▸ **DIRECTIONS FOR THIS TASK**
Continue the page on Flowman mappings below, starting after its last sentence.

[Start PAGE EXCERPT]

Mappings#

Flowman uses the notion of mappings in order to specify the data flow and all data transformations. A mapping somewhat corresponds to a temporary view in the SQL world: You give a name to a mapping and specify its logic. Afterward it is available for subsequent operations like SELECT. Like a temporary view, a mapping itself does not persist any data and is only valid within a single run of Flowman.

In contrast to a SQL view, there are different types of mappings, each performing different operations. Most mappings require other mappings as their input. The most notably exception is a read mapping, which reads data from a relation (and therefore doesn’t have another mapping as its input).

Mappings are instantiated lazily by Flowman, i.e. the temporary view is created just when it is needed for calculating the desired end result. For example when writing to a sink, Flowman automatically determines and recursively resolves all required upstream mappings to provide the final result to be written. You do not need to explicitly specify any execution order of mappings, Flowman takes care of this dependency management under the hood.

[End PAGE EXCERPT]
[Start INFORMATION PROVIDED]

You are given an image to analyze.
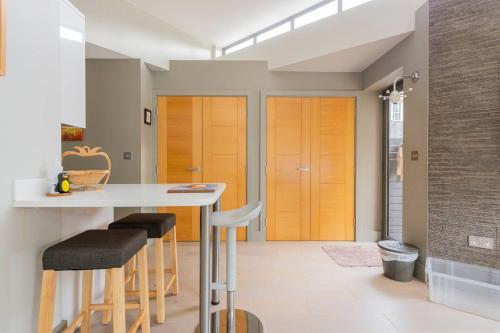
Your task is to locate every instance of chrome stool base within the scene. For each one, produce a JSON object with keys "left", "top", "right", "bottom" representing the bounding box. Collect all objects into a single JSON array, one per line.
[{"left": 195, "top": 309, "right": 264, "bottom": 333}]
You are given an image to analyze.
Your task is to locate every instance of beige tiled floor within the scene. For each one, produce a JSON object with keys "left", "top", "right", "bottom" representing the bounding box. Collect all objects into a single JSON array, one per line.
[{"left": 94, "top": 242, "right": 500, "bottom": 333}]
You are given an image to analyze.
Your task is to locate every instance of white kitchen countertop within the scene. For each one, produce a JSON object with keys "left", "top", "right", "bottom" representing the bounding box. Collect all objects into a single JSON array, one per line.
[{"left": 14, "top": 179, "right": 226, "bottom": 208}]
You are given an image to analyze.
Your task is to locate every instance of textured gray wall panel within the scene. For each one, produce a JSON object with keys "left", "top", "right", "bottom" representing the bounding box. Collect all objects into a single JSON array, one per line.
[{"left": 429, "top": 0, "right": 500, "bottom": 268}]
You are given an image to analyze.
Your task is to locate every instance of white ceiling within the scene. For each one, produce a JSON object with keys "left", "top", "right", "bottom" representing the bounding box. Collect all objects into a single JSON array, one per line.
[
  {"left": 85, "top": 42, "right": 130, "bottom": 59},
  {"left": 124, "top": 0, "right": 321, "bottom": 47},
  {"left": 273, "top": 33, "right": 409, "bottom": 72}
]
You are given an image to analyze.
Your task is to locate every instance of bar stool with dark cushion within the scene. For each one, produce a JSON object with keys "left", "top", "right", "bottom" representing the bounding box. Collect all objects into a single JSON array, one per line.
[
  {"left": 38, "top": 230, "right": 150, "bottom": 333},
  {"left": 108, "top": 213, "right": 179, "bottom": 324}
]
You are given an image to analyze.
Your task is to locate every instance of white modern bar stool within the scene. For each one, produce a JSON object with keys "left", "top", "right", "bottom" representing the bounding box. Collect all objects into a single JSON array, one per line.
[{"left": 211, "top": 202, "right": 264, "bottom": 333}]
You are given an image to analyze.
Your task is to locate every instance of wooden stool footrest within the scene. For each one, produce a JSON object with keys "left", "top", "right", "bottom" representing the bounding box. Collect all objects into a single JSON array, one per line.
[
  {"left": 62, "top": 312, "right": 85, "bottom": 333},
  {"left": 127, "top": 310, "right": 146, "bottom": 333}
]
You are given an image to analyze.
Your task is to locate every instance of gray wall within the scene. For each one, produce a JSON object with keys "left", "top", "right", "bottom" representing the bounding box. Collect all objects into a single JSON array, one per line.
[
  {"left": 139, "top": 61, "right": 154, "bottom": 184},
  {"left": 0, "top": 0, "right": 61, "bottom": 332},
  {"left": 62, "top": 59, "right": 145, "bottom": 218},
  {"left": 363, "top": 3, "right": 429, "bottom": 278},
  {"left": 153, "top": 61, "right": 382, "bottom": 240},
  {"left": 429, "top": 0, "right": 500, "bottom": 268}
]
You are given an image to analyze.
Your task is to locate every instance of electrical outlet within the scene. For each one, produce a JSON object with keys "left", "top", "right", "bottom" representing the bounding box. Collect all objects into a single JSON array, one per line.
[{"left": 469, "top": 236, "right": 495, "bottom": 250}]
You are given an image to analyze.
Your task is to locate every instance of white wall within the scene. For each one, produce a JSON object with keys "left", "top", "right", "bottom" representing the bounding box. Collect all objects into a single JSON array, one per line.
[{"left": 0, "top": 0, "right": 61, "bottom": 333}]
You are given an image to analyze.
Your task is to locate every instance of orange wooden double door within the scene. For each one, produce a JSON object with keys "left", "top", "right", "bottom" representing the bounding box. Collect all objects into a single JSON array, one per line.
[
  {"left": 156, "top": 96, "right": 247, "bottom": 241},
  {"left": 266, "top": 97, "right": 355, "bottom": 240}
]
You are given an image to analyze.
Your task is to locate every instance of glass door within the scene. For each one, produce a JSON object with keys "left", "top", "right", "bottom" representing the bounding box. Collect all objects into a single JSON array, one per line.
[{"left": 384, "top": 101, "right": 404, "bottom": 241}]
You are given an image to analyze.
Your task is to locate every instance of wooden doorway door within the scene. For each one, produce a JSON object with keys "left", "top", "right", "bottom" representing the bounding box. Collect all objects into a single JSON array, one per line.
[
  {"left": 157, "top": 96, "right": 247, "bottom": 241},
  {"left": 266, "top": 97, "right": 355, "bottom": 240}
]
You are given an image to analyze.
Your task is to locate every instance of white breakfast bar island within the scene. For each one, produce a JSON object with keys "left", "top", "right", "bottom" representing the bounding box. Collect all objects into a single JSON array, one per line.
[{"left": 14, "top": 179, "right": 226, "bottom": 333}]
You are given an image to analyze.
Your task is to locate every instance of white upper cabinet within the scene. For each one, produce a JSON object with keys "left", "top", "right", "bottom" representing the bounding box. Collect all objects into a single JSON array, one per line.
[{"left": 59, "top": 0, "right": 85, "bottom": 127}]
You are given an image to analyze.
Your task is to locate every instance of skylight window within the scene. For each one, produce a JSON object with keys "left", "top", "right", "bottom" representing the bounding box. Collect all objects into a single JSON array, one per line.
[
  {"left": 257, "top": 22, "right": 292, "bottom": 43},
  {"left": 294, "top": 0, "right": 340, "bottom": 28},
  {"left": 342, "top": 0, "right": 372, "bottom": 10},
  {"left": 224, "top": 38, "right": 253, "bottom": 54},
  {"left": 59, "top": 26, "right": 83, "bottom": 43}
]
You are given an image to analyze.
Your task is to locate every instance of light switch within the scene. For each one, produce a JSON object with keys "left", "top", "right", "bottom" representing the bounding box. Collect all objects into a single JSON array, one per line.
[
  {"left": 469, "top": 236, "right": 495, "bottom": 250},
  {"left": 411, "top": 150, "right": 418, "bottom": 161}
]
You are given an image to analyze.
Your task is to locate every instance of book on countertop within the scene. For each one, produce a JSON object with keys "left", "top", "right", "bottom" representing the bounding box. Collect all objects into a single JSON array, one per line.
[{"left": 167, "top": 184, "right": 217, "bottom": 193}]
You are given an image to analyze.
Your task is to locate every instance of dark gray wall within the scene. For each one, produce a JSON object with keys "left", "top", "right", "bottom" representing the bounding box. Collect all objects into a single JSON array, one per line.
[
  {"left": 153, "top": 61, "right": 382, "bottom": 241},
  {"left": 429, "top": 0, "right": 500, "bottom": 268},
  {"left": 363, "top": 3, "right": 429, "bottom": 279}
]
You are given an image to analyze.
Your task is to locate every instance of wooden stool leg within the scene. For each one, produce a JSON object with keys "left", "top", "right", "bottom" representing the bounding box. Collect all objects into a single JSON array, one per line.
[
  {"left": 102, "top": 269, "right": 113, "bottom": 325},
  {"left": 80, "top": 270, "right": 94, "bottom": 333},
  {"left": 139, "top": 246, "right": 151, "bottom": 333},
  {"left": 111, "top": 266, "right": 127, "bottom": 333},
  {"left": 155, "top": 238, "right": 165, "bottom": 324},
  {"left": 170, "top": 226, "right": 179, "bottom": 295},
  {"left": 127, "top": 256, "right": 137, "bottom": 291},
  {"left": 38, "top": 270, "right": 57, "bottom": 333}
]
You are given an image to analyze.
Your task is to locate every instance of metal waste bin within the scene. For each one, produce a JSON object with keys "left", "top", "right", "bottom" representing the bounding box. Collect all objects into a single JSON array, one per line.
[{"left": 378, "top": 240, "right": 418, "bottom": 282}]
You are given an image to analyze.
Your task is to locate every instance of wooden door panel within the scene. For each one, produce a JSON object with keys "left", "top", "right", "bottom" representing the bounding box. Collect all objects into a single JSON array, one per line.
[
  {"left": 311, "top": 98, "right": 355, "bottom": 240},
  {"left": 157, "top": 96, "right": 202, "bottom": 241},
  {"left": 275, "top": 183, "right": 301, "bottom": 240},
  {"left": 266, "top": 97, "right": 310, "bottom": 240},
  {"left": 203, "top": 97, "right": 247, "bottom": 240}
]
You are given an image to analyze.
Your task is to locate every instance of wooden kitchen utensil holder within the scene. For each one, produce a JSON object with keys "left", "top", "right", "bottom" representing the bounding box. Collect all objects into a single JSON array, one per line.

[End INFORMATION PROVIDED]

▸ **THE ANSWER**
Mapping Syntax#

Mappings are specified in the mappings section of a file. For example

mappings:
  measurements-raw:
    kind: relation
    relation: measurements-raw
    partitions:
      year:
        start: $start_year
        end: $end_year
    columns:
      raw_data: String

  measurements:
    kind: select
    input: measurements-raw
    columns:
      usaf: "SUBSTR(raw_data,5,6)"
      wban: "SUBSTR(raw_data,11,5)"
      date: "SUBSTR(raw_data,16,8)"
      time: "SUBSTR(raw_data,24,4)"
      wind_speed: "CAST(SUBSTR(raw_data,66,4) AS FLOAT)/10"
      wind_speed_qual: "SUBSTR(raw_data,70,1)"
      air_temperature: "CAST(SUBSTR(raw_data,88,5) AS FLOAT)/10"
      air_temperature_qual: "SUBSTR(raw_data,93,1)"

This specification defines two mappings: measurements-raw and measurements. Every mapping needs to specify its kind which provides the desired type of operation. In this example the first mapping measurements-raw of kind relation reads in input data from a relation called measurements-raw. The second mapping called measurements is of kind select and will perform an operation comparable to an SQL SELECT to extract new columns from its input mapping measurements-raw (which is just the first mapping).

There are some fields common to all mappings (like kind), but most other properties are specific to each kind.

Common Fields#

The common fields available in all mappings are as follows:

  • kind (mandatory) (string): This determines the type of the mapping. Please see the list of all available kinds in the next section

  • broadcast (optional) (boolean) (default=false): This is a boolean flag providing a hint to the Spark execution optimizer. If set to true, Spark will broadcast the whole result of this mapping to all worker nodes for join operations. This may greatly speed up execution if the result is small. Typical use case are small tables which map a small amount of IDs to meaningful names.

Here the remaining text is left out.